'''

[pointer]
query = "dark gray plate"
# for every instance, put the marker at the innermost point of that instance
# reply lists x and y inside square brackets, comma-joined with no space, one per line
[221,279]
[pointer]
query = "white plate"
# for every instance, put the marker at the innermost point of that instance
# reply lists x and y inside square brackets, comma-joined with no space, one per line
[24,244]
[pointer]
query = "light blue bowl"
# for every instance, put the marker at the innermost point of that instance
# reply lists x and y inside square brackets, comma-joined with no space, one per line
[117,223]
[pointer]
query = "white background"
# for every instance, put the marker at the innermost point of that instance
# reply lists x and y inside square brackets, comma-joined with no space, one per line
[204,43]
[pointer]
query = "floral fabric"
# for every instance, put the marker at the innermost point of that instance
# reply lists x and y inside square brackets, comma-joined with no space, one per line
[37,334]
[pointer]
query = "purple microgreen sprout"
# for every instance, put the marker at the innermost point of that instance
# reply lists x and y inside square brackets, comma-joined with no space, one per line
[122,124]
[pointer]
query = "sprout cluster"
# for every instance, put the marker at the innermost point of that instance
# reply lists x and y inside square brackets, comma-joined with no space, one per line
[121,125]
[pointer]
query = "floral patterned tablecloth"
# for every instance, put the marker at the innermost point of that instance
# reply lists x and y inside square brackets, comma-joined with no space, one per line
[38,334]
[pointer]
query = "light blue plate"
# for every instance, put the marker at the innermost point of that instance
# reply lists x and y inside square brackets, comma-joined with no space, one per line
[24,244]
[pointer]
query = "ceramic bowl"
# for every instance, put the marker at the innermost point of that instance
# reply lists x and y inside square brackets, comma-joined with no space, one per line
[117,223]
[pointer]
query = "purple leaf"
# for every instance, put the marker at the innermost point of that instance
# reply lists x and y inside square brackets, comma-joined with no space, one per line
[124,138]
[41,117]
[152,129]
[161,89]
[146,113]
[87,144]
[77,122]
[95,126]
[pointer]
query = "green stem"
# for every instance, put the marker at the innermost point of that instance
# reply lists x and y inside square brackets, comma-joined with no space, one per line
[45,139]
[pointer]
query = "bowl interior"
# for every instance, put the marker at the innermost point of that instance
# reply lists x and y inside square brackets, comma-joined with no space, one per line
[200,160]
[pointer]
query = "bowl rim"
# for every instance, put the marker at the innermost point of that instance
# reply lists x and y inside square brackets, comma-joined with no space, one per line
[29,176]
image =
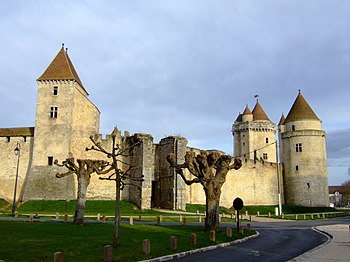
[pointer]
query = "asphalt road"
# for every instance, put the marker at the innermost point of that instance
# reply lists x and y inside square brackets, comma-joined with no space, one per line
[277,242]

'''

# Task instructions
Whenever the word "floral" shows up in a line above, copy that line.

# Task solution
query = "floral fabric"
query = "floral patterned tablecloth"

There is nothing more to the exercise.